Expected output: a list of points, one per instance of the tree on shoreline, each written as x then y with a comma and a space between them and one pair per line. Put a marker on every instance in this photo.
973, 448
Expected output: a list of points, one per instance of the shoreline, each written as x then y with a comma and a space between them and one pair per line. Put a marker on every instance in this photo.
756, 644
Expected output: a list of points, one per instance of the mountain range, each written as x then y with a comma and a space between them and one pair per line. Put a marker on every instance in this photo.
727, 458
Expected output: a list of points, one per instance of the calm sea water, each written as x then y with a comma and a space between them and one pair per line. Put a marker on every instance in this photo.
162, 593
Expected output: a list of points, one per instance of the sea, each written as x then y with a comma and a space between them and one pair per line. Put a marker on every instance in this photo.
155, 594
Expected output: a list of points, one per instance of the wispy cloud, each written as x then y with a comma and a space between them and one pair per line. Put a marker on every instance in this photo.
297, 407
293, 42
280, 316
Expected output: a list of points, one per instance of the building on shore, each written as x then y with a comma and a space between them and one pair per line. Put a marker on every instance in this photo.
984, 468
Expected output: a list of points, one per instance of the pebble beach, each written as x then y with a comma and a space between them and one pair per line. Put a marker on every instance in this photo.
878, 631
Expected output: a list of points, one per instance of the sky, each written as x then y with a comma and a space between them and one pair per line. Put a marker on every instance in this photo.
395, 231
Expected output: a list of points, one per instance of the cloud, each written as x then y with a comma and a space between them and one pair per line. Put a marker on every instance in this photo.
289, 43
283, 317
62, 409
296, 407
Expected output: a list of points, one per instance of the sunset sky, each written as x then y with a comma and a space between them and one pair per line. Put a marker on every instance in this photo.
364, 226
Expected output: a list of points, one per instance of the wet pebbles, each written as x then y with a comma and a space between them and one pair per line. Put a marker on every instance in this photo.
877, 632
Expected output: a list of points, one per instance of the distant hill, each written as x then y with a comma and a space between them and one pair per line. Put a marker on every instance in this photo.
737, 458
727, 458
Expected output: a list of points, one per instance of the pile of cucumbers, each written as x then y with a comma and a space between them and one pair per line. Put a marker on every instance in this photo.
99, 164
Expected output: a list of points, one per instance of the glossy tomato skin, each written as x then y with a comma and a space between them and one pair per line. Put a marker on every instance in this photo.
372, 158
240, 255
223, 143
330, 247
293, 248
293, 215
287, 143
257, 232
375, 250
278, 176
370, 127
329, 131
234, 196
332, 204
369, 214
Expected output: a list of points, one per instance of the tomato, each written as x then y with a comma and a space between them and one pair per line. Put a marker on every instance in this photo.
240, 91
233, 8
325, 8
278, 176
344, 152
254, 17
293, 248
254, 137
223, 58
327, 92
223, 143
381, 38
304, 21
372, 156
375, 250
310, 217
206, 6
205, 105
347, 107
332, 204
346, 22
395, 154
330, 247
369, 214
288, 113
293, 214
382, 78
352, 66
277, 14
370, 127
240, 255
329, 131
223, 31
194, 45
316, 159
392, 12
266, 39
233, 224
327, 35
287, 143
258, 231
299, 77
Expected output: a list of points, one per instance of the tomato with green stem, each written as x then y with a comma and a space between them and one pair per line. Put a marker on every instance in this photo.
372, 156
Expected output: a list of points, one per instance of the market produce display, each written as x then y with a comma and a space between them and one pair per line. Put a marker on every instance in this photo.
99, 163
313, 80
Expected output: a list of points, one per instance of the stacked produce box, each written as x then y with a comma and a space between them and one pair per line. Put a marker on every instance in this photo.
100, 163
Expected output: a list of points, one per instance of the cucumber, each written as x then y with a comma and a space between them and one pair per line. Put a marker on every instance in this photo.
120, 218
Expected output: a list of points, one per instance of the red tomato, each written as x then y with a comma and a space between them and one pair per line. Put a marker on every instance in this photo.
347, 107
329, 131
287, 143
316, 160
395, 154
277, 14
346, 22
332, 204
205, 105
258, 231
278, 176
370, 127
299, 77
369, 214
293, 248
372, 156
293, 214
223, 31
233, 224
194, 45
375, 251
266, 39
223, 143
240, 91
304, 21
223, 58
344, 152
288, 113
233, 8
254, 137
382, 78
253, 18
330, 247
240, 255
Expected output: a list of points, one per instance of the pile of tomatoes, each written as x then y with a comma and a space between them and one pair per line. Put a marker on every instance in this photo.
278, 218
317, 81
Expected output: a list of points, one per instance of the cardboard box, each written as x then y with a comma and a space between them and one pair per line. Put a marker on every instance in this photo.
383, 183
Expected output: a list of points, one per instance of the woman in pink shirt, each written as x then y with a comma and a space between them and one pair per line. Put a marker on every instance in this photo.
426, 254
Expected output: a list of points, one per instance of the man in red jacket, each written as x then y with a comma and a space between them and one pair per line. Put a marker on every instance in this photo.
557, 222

........

THE EXERCISE = Turn the whole listing above into a JSON list of strings, one string per line, leaving out any blank lines.

TASK ANSWER =
[
  "Expected output: a list of points, one per instance of the tree on shoreline, each written as x then y with a comma and a space between them and one pair per line. Put a marker on every instance in this photo.",
  "973, 448",
  "Expected output: a list of points, one per instance of the shoreline, each written as x then y with a comma and a space between them and one pair per line. Put a marker on every instance in this photo.",
  "756, 644",
  "Expected output: a list of points, one per instance of the mountain range, each written as x then y with a comma and a space between them and one pair per line. Put a marker on every instance in this photo.",
  "727, 458",
  "Expected output: a list of points, one per instance of the calm sea water, each written as x then y with a comma and a space between them and one pair per line. Put a marker on every instance in this photo.",
  "162, 593",
  "Expected output: a list of points, one per instance of the sea, each written as x then y with a comma and a space between them and one pair per line. Put a marker on every instance in this photo.",
  "155, 594",
  "Expected output: a list of points, one per instance of the wispy cloud, each written as x then y with a comma and a space between them and one pair per line. Put a marker on every instance in this photo.",
  "297, 407",
  "293, 42",
  "280, 316",
  "Expected output: a list of points, one per instance of the building on shore, each written as x then y with a comma and a space between them and one pair per line. Put a marker on every instance in this photo.",
  "984, 468",
  "Expected output: a list of points, one per instance of the pebble beach, each written as x then y with a comma and a space between them and one pair per line. Put a marker on every instance in this photo.",
  "878, 631",
  "Expected output: a list of points, one per instance of the sky, each written as x then y with a comma and a space between them and one pair per line. Put a marker on every instance in this photo.",
  "395, 231",
  "Expected output: a list of points, one per instance of the cloud, each written as x then y with a comma and a space between them and one pair per line. Put a marker on every instance in this photo.",
  "289, 43",
  "283, 317",
  "62, 409",
  "296, 407",
  "Expected output: a list of points, one per instance of the sunset sky, each written as x then y with a comma and a space between them and one pair per line. Put a marker on every instance in this photo.",
  "364, 226",
  "Expected output: a list of points, one per instance of the wet pebbles, each written as x then y with a comma and a space between them and one pair per line. Put a marker on every instance in this photo.",
  "877, 632",
  "Expected output: a list of points, one per instance of the distant hill, each written as x then y with a comma and a space between them and one pair per line. Put a marker on every instance in this photo.",
  "737, 458",
  "727, 458",
  "Expected output: a list of points, one per instance of the pile of cucumbers, each written as x then y with a comma and a space between them and one pair per line. Put a marker on every instance in this photo.",
  "99, 164",
  "Expected output: a list of points, one per instance of the glossy tomato skin, each written as x then y with a comma and a space between them and one pair per line. Put a marker on every instance in this photo.",
  "372, 158",
  "240, 255",
  "223, 143",
  "330, 247",
  "293, 248",
  "293, 215",
  "287, 143",
  "257, 232",
  "375, 250",
  "278, 176",
  "370, 127",
  "329, 131",
  "234, 196",
  "332, 204",
  "369, 214",
  "Expected output: a list of points, one per instance of the tomato, each written as x then y with a comma and a space between them and one pair per line. Put a marker on every instance in this photo.",
  "240, 91",
  "233, 8",
  "325, 8",
  "278, 176",
  "344, 152",
  "254, 17",
  "293, 248",
  "254, 137",
  "223, 58",
  "327, 92",
  "223, 143",
  "381, 38",
  "304, 21",
  "372, 156",
  "375, 250",
  "310, 217",
  "206, 6",
  "205, 105",
  "347, 107",
  "332, 204",
  "346, 22",
  "395, 154",
  "330, 247",
  "369, 214",
  "288, 113",
  "293, 214",
  "382, 78",
  "352, 66",
  "277, 14",
  "370, 127",
  "240, 255",
  "329, 131",
  "223, 31",
  "194, 45",
  "316, 159",
  "392, 12",
  "266, 39",
  "233, 224",
  "327, 35",
  "287, 143",
  "258, 231",
  "299, 77",
  "Expected output: a list of points, one per instance of the tomato with green stem, each written as x then y with a comma and a space between them and one pair per line. Put a marker on every instance in this photo.",
  "372, 156",
  "Expected output: a list of points, one per instance of the market produce display, each written as x then y with a comma and a space between them and one pair per line. Put a marker on every instance in this photo.",
  "99, 163",
  "313, 80",
  "Expected output: a list of points, one per instance of the stacked produce box, each written as x then y with a comma and a space between them and one pair per line. Put a marker on every instance in this photo.",
  "100, 163",
  "Expected output: a list of points, one per instance of the cucumber, each written as x then y with a comma and a space between them and one pair per line. Put a marker on every instance in this photo.",
  "120, 218",
  "Expected output: a list of points, one per instance of the red tomato, each written as x then y with a comma and a space between them and one pair per line. Put a marker on every instance in this photo.",
  "347, 107",
  "329, 131",
  "287, 143",
  "316, 160",
  "395, 154",
  "277, 14",
  "346, 22",
  "332, 204",
  "205, 105",
  "258, 231",
  "278, 176",
  "370, 127",
  "299, 77",
  "369, 214",
  "293, 248",
  "372, 156",
  "293, 214",
  "223, 31",
  "233, 224",
  "194, 45",
  "375, 251",
  "266, 39",
  "223, 143",
  "240, 91",
  "304, 21",
  "223, 58",
  "344, 152",
  "288, 113",
  "233, 8",
  "254, 137",
  "382, 78",
  "253, 18",
  "330, 247",
  "240, 255",
  "Expected output: a list of points, one per instance of the pile of tomatoes, each written as x then y with a comma and a space between them and one pair per line. Put a marker on every instance in this photo.",
  "278, 218",
  "317, 81",
  "Expected output: a list of points, one per instance of the cardboard box, each written as x then y with a comma and a space between them and one pair per line. Put a marker on every instance in this photo.",
  "383, 183",
  "Expected output: a list of points, one per instance of the woman in pink shirt, each written as x then y with a comma and a space between them and one pair per line. Put a marker on every instance in this photo.",
  "426, 254",
  "Expected output: a list of points, one per instance of the man in red jacket, each written as x then y with a comma and a space between them and one pair per line. Put a marker on every instance in this photo.",
  "557, 222"
]